What this exercise asks:
A. In the text on naming plant communities, which two species dominate the pastureland named Centaureo-Cynosuretum cristati?
B. Can you shorten the paragraph beginning "If the second species is characteristic" from the text on naming plant communities, keeping its main facts?
C. Continue the text on naming plant communities from the point where it stops.

START Text under study

To distinguish between similar plant communities dominated by the same species, other important species are included in the name which otherwise is formed according to the same rules. Another type of mesotrophic pastureland - also widespread in western Europe but dominated by black knapweed (Centaurea nigra) and crested dog's-tail (Cynosurus cristatus) - is consequently named Centaureo-Cynosuretum cristati Br.-Bl. & Tx..

If the second species is characteristic but notably less dominant than the first one, its genus name may be used as the adjective, for example in Pterocarpetum rhizophorosus, a type of tropical scrubland near water which has abundant Pterocarpus officinalis and significant (though not overwhelmingly prominent) red mangrove (Rhizophora mangle).

==Awards and commemoration==
- 1974: Linnean Medal
- Alchemilla braun-blanquetii, a species of lady's mantle known from a single site in Polish Tatra Mountains, was named in his honour.

END Text under study
START Data

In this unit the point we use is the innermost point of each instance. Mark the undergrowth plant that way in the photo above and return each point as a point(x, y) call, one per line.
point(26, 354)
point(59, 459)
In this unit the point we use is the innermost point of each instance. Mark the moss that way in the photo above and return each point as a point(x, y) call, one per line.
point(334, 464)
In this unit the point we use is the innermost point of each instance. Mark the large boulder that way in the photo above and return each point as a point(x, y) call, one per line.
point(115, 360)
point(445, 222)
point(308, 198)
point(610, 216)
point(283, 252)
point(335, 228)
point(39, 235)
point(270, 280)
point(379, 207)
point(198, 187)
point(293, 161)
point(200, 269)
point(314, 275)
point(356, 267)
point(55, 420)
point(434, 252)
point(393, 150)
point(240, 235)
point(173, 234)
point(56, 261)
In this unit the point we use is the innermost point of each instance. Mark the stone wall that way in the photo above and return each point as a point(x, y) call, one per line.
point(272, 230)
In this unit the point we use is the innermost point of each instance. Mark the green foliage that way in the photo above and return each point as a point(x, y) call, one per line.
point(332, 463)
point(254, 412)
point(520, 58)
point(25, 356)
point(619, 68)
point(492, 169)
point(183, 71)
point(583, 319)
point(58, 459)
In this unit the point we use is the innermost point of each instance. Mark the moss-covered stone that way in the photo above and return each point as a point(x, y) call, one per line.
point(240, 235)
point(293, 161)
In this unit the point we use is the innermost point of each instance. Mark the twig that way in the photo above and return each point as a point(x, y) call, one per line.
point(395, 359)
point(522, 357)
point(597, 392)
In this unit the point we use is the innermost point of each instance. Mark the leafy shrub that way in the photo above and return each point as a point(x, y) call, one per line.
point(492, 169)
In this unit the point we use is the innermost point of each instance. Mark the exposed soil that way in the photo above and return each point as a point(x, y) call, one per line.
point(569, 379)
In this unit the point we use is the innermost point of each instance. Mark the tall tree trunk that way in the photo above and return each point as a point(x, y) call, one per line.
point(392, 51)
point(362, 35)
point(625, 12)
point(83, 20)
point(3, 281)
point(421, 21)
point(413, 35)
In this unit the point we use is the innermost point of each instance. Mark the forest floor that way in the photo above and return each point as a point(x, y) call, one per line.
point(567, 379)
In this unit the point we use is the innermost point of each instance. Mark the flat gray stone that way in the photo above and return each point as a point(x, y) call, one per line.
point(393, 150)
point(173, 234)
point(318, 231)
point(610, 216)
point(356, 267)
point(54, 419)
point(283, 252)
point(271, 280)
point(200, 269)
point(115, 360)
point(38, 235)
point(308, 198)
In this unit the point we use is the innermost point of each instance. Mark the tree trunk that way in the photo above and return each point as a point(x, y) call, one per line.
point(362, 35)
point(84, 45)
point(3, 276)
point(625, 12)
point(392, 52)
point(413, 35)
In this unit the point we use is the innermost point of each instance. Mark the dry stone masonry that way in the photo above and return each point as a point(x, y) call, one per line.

END Data

Answer list:
A. Black knapweed (Centaurea nigra) and crested dog's-tail (Cynosurus cristatus).

B. When the second species is characteristic but clearly less dominant than the first, its genus name may serve as the adjective. An example is Pterocarpetum rhizophorosus, a tropical scrubland near water with abundant Pterocarpus officinalis and significant but not overwhelming red mangrove (Rhizophora mangle).

C.
==Publications==
- Braun-Blanquet, Josias (1964): Pflanzensoziologie, Grundzüge der Vegetationskunde. (3. Auflage). Springer Verlag, Wien, 865 pages.
- La Végétation alpine des Pyrénées Orientales, étude de phyto-sociologie comparée (Monografías de la Estación de Estudios Pirenaicos y del Instituto Español de Edafología, Ecología y Fisiología Vegetal, 9 (Bot. 1). Consejo Superior de Investigaciones Científicas, Barcelona, 1948).
- Las comunidades vegetales de la depresión del Ebro y su dinamismo, con Oriol de Bolòs (Ayuntamiento de Zaragoza, 1987).